Since only part of the records is wanted, repeat exactly the lines from the one containing "Target: pink tinged blossom" through the last line, both included.

• **Provided information**:
------------------------------------
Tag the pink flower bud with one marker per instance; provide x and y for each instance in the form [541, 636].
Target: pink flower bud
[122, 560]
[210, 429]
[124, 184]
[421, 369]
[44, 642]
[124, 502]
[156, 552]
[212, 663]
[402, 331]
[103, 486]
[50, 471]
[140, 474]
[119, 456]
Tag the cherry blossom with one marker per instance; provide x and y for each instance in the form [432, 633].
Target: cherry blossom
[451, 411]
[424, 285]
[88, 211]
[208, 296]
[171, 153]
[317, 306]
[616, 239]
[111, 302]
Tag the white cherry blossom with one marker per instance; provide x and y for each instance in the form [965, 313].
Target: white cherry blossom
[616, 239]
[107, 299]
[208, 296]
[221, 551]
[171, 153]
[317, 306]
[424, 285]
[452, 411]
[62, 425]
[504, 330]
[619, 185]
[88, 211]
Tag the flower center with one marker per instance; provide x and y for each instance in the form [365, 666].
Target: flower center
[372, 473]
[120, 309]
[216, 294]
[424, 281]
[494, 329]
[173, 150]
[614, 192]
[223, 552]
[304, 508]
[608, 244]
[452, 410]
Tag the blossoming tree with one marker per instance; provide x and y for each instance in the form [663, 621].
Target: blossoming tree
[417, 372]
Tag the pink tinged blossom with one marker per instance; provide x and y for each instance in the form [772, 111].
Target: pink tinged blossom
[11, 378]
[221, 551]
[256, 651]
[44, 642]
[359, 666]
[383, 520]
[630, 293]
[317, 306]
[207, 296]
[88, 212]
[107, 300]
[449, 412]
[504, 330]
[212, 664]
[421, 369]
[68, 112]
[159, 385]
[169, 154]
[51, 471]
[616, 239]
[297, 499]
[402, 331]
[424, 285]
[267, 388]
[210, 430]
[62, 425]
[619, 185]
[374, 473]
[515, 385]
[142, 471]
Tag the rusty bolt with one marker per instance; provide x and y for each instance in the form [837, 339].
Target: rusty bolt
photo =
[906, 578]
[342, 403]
------------------------------------
• **Answer section**:
Target: pink tinged blossom
[11, 378]
[221, 551]
[256, 651]
[44, 642]
[359, 666]
[383, 520]
[630, 293]
[317, 306]
[207, 296]
[88, 212]
[107, 300]
[449, 412]
[504, 330]
[212, 664]
[421, 369]
[68, 112]
[159, 385]
[169, 154]
[51, 471]
[616, 239]
[297, 499]
[402, 331]
[424, 285]
[267, 388]
[210, 430]
[62, 425]
[619, 185]
[374, 473]
[515, 385]
[142, 471]
Tag the rusty bolt with one marker per instance; provide x and y for each instance in the form [837, 339].
Target: rusty bolt
photo =
[906, 578]
[342, 403]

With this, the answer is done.